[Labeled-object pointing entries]
⁂

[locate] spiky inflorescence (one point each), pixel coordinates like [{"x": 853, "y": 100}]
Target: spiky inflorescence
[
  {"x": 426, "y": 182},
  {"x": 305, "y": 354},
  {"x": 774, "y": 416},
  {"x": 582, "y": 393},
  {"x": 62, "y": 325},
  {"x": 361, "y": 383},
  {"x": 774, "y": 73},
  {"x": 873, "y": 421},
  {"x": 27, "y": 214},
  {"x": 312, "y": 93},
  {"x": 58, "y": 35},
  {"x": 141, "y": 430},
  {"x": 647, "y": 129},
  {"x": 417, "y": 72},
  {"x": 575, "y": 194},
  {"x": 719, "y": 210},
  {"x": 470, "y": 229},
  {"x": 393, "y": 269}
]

⁂

Rewrite the listing above, switching "spiky inflorescence" to "flower spike" everywhere it appears and keeping every other character the same.

[locate] flower spike (one point each), pixel coordinates like [{"x": 853, "y": 100}]
Target: flower spike
[
  {"x": 426, "y": 182},
  {"x": 305, "y": 354},
  {"x": 774, "y": 416},
  {"x": 582, "y": 393},
  {"x": 62, "y": 325},
  {"x": 361, "y": 383},
  {"x": 774, "y": 73},
  {"x": 873, "y": 421},
  {"x": 27, "y": 214},
  {"x": 312, "y": 93},
  {"x": 58, "y": 35},
  {"x": 141, "y": 430},
  {"x": 647, "y": 129},
  {"x": 417, "y": 72},
  {"x": 575, "y": 194},
  {"x": 719, "y": 210},
  {"x": 470, "y": 229},
  {"x": 393, "y": 269}
]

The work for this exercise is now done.